*Your goal*
Select every line of the items below that contains the string "part", matching its case.

*Entries provided*
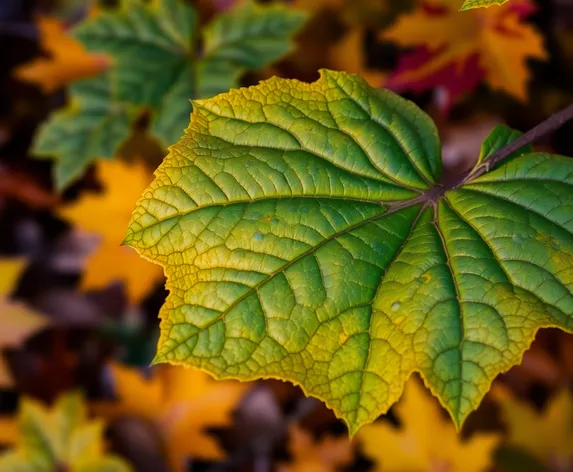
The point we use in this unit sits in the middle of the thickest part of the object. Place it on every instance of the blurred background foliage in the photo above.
(78, 312)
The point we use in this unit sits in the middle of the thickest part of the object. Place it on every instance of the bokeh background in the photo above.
(78, 313)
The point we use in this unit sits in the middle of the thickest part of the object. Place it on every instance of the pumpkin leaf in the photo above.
(166, 34)
(455, 52)
(425, 440)
(59, 438)
(304, 237)
(17, 322)
(547, 434)
(469, 4)
(182, 403)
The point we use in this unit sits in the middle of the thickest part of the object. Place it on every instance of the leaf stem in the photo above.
(551, 124)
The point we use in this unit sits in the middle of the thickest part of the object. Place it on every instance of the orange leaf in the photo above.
(181, 403)
(349, 55)
(309, 456)
(17, 322)
(108, 214)
(425, 441)
(498, 37)
(68, 59)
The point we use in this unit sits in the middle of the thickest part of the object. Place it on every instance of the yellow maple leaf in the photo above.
(17, 322)
(181, 403)
(59, 438)
(68, 59)
(107, 214)
(547, 434)
(497, 37)
(349, 55)
(326, 455)
(426, 440)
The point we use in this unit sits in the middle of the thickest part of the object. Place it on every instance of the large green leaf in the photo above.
(305, 237)
(469, 4)
(156, 65)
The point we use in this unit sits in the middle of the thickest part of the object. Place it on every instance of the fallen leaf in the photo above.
(108, 214)
(309, 456)
(18, 185)
(60, 438)
(181, 402)
(469, 4)
(425, 441)
(17, 322)
(8, 431)
(68, 59)
(547, 434)
(454, 52)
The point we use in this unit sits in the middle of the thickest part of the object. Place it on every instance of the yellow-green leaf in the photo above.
(305, 237)
(469, 4)
(60, 437)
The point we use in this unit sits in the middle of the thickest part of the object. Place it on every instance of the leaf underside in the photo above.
(469, 4)
(295, 225)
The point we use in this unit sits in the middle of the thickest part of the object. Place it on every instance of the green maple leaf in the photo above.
(157, 65)
(59, 439)
(305, 237)
(92, 127)
(469, 4)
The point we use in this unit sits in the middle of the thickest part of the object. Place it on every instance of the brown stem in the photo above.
(551, 124)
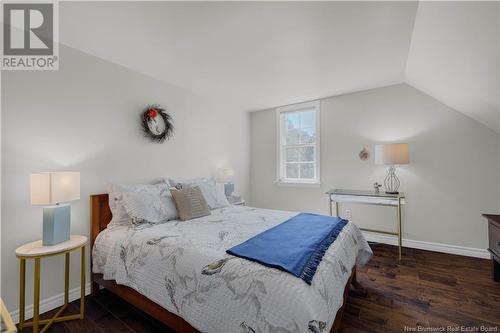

*Full answer*
The point we use in this unit sits in the middle of the thickest part of the object. Place it on every instance of the blurred background foliage in the photo above.
The point we use in this unit sits in the middle of the thickest part of the object. Place it on every instance of the bokeh background in the photo above.
The point we use in this unit sits in the middle of the thickest part of the object. Place it on every instance of the pumpkin leaf in the photo above.
The point we use in this unit sits in the middle of the thickest part of the object. Place it on every instance of the leaf stem in the photo above.
The point we use in this unit sits in the middle of the thickest part of the object. Place it on every instance of the orange leaf in the photo above.
The point we use in this unit sits in the middle of the thickest part of the object. Place it on every instance of the yellow maple leaf in the photo above.
The point we use in this unit sits in the middle of the thickest part of the object. Place it on every instance of the large green leaf in the photo above.
The point we use in this unit sits in the middle of the thickest part of the object. Place it on every instance of the fallen leaf in the photo above.
The point we use in this unit sits in the middle of the thickest part of the object. Place it on every instance of the yellow-green leaf in the photo above.
The point we use in this unit sits in the middle of the thickest part of the object. Place it on every instance of the leaf underside in the photo above.
The point we use in this unit sits in the middle of the thickest part of the object. Place it on every instance of the green maple leaf in the photo above.
The point we use in this unit sits in the middle of the thickest part of the object. Place it on every instance of the brown stem in the photo above.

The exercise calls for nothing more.